- **EXTRACT TO READ**
------------------------

Symmetries in Machine Learning I

5 minute read

In this digression into the topic of symmetries in Machine Learning we

  • Define invariance and covariance of supervised ML under a family of transformations.
  • Present a simple idealized supervised learning problem with symmetries to explore the concept.

This investigation is inspired by Invariant Information Clustering in which the concept that a model should be invariant under certain transformations is leveraged for unsupervised learning.

------------------------

- **Segmentation labeling items**
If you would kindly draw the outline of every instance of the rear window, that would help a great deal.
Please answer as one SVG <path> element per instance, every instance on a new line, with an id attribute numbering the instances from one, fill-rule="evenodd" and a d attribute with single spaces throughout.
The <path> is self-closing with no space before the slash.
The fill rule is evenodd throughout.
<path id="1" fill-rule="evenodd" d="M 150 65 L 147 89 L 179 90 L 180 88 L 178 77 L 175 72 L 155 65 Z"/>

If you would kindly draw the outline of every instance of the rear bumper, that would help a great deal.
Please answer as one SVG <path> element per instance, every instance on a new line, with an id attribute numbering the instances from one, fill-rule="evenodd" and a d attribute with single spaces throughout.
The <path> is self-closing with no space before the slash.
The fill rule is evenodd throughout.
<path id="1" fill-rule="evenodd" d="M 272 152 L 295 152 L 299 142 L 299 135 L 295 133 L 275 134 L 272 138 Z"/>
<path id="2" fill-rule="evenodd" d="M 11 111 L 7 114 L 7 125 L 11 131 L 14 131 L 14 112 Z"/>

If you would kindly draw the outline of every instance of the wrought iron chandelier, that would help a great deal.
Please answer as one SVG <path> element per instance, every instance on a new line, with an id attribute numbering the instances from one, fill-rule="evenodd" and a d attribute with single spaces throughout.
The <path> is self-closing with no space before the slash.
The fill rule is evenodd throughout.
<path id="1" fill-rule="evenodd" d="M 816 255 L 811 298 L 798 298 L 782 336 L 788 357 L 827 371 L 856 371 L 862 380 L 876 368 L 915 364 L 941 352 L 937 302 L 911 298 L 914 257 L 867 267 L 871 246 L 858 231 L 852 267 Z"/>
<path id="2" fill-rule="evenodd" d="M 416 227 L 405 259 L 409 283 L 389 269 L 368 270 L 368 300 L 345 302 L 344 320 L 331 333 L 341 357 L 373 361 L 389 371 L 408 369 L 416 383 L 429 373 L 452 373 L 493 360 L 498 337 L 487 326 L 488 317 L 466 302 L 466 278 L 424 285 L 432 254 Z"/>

------------------------

- **TO DO**
- A) What work inspired the investigation described in the extract on symmetries in machine learning?
- B) Summarize the extract on symmetries in machine learning in two sentences.
- C) Go on with the extract on symmetries in machine learning from the point where it stops.

- **ANSWER LIST**
- A) Invariant Information Clustering inspired it.

- B) The extract says it will define invariance and covariance of supervised machine learning under a family of transformations and will present a simple idealized supervised learning problem with symmetries to explore the concept. The investigation is inspired by Invariant Information Clustering, which uses the idea that a model should be invariant under certain transformations for unsupervised learning.

- C)
Exact Symmetries in ML

Simple Supervised machine learning tasks can be classified by

  • Domain $X$ - or the function inputs
  • Range $Y$ - or the function outputs

A particular instance of a task consists of

  • A set of observations of input, output pairs. $\mathcal{D} \subset X \times Y$
  • Cost function defined given a candidate function $f: X \rightarrow Y$ and a probability distribution on $X \times Y$ (typically defined by observed data). $C : (X \rightarrow Y) \times \mathcal{P}(X \times Y) \rightarrow \mathbb{R}$

    We say ‘simple’ here as there are plenty of cases where observations are from $X \times Y$ while the function to learn has a different range $Y’$. The most common example being Logistic regression where the observations are from a discrete set $L$ and the function output is a probability distribution over $L$.

Symmetries are typically observed for tasks where the domain $X$ has transformations, $\phi_{\alpha} : X \rightarrow X$, such that either

a. The outputs are invariant under transformation of the inputs by $\phi_{\alpha}$, so the outputs $y$ associated to $x$ and $\phi_{\alpha}(x)$ would be the same for all $\alpha$.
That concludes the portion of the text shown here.